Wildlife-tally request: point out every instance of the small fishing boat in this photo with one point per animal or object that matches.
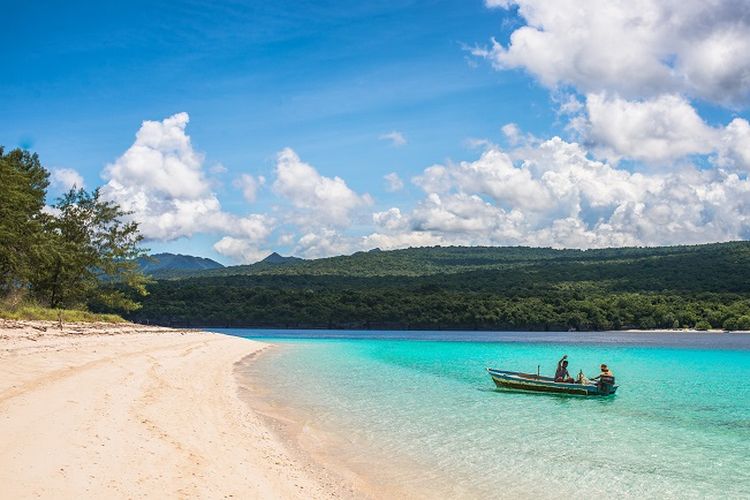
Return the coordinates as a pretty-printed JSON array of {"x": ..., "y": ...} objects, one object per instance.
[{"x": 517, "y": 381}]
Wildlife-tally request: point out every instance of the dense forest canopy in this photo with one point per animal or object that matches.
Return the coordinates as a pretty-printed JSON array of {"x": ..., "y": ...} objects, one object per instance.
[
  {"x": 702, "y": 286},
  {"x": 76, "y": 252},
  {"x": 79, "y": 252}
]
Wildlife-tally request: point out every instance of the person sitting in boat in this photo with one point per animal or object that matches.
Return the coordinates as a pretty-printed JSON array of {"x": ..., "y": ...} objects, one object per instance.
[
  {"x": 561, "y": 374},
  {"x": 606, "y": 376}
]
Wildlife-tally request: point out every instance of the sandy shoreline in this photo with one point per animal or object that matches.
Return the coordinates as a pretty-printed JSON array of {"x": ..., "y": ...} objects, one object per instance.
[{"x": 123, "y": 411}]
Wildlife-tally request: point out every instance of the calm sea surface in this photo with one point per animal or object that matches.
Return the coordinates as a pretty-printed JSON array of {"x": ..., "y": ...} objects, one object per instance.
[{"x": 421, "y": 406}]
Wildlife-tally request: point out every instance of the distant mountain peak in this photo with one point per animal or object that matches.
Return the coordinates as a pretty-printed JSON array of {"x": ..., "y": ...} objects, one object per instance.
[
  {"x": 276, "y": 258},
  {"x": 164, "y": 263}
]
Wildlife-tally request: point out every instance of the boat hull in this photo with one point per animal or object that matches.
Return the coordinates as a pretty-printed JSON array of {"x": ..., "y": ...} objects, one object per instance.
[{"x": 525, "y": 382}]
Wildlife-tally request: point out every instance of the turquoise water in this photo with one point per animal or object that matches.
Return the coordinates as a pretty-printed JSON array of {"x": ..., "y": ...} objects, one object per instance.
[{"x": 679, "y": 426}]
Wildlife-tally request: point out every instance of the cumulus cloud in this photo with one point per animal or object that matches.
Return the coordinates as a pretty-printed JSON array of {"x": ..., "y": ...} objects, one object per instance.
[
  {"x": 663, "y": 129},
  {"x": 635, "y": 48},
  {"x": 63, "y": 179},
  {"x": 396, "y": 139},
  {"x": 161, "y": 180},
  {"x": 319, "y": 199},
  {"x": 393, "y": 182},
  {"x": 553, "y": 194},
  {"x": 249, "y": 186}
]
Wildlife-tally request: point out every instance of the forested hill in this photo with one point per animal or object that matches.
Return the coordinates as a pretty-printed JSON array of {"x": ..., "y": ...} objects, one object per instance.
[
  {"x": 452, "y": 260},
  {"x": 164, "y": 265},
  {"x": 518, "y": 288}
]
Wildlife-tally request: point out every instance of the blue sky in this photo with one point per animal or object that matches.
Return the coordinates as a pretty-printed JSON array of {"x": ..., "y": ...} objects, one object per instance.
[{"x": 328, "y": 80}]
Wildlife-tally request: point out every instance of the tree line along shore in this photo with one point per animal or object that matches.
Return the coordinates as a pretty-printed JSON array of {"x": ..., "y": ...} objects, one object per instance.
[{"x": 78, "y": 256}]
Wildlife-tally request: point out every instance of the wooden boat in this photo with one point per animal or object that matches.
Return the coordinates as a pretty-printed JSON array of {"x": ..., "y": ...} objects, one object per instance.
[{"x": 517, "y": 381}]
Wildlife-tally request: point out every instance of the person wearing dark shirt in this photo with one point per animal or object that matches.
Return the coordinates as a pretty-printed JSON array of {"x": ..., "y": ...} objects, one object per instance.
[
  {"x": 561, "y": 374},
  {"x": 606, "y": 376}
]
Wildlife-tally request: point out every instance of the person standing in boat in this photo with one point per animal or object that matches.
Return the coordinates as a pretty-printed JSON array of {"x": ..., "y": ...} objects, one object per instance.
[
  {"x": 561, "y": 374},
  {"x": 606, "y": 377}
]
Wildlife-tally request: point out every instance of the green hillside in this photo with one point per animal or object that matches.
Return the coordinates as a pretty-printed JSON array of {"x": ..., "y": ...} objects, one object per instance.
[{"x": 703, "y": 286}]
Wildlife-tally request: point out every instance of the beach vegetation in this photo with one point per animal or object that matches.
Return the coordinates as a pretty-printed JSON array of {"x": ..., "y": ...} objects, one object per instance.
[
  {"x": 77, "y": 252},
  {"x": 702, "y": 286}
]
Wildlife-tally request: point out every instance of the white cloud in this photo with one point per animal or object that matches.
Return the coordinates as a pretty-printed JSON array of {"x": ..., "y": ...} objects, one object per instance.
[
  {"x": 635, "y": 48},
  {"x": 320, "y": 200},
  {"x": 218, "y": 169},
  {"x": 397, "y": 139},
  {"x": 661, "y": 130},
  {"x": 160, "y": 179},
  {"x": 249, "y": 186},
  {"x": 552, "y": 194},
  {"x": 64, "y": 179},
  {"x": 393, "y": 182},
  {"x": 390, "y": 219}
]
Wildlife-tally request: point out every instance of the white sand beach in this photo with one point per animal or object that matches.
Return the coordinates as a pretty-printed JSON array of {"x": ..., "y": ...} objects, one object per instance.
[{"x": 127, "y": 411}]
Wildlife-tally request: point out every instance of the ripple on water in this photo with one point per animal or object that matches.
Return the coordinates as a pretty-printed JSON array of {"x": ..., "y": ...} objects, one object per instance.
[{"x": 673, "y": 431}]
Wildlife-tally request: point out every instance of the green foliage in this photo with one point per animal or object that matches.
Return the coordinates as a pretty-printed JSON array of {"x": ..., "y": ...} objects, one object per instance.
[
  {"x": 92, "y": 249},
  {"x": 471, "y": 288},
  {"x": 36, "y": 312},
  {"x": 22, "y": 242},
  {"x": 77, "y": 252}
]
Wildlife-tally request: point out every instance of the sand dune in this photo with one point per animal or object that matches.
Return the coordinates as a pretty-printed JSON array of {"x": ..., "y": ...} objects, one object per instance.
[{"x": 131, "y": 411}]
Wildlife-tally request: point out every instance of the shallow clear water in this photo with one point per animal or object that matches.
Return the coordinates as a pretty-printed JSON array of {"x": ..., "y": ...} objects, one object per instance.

----------

## TASK BRIEF
A word-for-word copy is needed, starting at the first line of the listing and ending with the line bearing "Wildlife-tally request: point out every instance of the dense". No pictures.

## WRITTEN REPLY
Wildlife-tally request: point out every instance of the small fishing boat in this photo with one point per animal or object that matches.
Return the coordinates as a pretty-printed JSON array of {"x": ..., "y": ...} objects, one object per instance.
[{"x": 517, "y": 381}]
Wildlife-tally request: point out every instance of the dense forest canopy in this photo with one point per animal or object that matches.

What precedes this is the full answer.